Assigned task: Please print only the top portion of the entries below, ending with the line that contains "Target: droplet on beak", exactly as written.

Referring expression data:
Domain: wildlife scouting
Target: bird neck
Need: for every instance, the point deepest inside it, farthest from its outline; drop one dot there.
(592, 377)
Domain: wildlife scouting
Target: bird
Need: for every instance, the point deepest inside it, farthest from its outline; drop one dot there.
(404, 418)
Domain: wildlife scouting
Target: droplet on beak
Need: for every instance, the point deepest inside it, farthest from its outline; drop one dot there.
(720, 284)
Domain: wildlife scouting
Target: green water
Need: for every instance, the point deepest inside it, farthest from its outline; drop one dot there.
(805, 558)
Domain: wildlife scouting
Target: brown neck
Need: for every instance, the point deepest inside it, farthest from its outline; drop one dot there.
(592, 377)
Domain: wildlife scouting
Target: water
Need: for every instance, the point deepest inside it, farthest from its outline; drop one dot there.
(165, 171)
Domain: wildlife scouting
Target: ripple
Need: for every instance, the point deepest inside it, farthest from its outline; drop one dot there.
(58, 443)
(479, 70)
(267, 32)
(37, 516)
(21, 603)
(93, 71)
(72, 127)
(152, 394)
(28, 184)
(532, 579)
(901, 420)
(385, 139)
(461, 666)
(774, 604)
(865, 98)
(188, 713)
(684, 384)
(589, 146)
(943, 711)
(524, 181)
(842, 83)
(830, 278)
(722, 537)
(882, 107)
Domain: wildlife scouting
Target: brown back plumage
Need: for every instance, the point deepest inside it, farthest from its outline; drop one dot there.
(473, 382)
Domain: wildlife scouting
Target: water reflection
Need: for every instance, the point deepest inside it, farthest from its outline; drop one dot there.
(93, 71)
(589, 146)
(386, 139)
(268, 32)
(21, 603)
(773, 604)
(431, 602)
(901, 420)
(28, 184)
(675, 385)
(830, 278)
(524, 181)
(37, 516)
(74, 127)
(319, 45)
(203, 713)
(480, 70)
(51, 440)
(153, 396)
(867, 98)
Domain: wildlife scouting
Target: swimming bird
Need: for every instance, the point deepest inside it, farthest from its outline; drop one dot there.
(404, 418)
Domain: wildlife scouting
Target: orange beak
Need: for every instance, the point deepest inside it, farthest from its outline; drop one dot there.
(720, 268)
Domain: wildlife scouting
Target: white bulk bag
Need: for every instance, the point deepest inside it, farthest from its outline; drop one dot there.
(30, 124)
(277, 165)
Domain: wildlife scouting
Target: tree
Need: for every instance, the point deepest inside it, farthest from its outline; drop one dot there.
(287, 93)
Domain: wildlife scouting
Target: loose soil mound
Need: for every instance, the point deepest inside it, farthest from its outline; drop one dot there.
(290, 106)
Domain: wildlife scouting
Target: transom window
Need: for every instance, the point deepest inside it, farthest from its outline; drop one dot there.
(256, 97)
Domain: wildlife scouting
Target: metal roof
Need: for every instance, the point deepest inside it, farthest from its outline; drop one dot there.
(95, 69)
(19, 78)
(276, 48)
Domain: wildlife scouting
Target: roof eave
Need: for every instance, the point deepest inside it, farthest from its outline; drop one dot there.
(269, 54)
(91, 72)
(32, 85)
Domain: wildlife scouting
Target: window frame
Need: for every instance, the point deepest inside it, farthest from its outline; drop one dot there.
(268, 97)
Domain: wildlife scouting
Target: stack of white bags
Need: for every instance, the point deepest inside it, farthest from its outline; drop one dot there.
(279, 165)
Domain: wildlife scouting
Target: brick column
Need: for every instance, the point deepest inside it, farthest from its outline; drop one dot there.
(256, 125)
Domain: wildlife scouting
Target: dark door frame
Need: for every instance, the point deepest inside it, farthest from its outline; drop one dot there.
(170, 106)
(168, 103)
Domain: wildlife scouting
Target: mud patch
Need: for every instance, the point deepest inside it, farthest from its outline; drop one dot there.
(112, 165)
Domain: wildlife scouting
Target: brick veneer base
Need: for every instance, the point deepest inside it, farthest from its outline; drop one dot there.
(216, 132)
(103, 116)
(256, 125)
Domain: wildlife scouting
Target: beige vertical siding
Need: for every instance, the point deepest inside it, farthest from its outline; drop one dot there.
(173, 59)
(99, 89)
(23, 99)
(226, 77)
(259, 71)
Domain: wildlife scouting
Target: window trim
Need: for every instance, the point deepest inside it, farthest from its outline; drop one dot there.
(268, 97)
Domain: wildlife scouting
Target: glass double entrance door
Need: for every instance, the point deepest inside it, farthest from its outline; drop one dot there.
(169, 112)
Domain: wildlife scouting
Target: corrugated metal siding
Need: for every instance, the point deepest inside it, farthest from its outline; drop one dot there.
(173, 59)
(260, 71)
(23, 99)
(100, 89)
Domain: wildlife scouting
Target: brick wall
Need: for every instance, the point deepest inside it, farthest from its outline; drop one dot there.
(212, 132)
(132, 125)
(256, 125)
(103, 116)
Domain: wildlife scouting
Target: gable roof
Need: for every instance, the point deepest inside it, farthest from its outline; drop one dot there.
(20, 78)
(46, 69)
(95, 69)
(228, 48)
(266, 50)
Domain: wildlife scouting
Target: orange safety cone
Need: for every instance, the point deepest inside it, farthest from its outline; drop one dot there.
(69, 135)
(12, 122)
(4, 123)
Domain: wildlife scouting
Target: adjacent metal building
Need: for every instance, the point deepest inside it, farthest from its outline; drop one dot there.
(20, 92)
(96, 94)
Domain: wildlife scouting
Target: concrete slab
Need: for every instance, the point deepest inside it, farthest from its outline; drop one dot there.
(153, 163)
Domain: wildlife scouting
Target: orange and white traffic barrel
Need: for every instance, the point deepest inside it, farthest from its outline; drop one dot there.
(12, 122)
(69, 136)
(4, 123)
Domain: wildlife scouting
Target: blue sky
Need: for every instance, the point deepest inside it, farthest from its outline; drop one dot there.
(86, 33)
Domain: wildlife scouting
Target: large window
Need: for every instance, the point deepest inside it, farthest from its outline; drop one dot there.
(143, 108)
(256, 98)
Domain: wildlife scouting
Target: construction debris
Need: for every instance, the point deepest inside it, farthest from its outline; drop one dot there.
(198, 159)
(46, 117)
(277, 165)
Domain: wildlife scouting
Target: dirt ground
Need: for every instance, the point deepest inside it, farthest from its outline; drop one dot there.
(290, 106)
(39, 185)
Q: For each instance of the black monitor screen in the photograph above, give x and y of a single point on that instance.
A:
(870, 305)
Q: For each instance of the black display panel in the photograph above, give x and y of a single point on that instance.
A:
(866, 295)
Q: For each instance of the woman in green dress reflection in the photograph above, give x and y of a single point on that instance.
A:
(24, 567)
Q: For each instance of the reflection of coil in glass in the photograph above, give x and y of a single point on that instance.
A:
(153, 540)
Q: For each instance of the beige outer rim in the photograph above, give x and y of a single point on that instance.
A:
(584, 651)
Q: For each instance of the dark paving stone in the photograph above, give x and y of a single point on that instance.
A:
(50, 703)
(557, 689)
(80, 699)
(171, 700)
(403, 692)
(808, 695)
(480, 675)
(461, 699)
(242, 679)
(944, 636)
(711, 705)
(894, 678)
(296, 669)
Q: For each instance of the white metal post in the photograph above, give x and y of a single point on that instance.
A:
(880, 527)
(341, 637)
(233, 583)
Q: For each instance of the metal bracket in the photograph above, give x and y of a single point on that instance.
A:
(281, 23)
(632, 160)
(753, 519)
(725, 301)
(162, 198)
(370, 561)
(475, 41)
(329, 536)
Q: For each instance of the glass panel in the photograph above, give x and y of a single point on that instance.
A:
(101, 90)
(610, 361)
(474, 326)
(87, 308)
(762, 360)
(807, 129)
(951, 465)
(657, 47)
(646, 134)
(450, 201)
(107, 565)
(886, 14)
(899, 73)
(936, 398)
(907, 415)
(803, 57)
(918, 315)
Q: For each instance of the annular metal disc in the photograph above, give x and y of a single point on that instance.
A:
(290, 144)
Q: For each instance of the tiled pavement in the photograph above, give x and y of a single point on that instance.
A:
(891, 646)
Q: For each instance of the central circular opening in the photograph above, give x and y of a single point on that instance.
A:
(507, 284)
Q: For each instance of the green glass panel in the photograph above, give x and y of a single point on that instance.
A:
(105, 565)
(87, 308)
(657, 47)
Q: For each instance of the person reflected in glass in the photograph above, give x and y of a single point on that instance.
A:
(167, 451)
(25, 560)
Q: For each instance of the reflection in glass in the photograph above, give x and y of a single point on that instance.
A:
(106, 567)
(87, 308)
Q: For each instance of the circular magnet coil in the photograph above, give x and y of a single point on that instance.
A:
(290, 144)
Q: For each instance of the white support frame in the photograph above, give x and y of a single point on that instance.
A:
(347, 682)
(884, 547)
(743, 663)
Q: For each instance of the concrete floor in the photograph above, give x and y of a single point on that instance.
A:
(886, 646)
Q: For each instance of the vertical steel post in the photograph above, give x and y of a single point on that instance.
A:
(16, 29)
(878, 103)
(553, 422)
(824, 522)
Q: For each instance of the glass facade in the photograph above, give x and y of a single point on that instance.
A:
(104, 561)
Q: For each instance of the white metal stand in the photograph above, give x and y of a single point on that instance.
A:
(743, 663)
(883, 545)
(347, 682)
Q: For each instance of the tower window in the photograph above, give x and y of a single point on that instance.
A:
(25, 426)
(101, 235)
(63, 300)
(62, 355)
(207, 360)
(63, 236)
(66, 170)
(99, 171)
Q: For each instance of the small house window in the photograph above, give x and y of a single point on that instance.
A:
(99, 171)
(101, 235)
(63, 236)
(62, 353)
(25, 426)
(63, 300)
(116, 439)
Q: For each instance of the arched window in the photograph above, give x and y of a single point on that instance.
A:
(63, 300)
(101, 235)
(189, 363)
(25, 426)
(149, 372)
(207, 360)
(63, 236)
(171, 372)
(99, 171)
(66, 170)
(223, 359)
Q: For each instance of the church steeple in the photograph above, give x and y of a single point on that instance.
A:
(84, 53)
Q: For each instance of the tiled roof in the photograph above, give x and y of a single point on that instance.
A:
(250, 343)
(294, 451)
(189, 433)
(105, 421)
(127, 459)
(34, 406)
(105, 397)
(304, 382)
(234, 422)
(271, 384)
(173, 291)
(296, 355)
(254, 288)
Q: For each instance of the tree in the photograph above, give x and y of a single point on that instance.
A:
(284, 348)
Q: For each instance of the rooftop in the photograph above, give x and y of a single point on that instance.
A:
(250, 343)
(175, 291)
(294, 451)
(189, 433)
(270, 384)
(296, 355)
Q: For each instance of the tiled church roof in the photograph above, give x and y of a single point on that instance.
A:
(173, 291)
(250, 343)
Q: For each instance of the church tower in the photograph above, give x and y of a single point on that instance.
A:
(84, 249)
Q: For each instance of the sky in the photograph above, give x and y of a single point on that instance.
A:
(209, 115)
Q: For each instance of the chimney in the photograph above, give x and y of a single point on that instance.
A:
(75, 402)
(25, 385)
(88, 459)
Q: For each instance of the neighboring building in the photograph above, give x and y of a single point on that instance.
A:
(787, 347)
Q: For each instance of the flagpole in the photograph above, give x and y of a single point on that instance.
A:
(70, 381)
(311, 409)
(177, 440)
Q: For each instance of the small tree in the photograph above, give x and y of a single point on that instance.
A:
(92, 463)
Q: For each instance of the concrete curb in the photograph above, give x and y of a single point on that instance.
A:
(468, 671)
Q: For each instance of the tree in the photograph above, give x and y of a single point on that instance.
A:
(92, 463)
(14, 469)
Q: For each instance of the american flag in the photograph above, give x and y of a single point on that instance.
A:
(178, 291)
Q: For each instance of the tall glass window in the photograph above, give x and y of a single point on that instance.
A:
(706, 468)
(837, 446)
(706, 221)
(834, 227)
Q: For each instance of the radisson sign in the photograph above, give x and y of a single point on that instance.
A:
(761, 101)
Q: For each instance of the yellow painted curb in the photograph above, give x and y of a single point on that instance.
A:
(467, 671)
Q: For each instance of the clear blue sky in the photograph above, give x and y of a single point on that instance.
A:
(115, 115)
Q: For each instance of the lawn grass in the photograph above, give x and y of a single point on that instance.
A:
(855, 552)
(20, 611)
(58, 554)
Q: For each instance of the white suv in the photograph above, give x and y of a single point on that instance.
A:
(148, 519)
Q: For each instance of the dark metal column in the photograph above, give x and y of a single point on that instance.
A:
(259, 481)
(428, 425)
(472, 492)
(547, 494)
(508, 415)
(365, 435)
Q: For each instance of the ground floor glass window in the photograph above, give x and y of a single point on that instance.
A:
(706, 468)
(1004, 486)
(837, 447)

Exercise answer:
Domain: wildlife scouting
Target: bird neck
Need: for every instance, the point deepest inside it, farthest from its outline; drop one dot there.
(592, 377)
Domain: wildlife scouting
Target: bird
Need: for every instance, the point deepest inside it, farthest from its outline; drop one dot there.
(404, 418)
Domain: wildlife scouting
Target: droplet on beak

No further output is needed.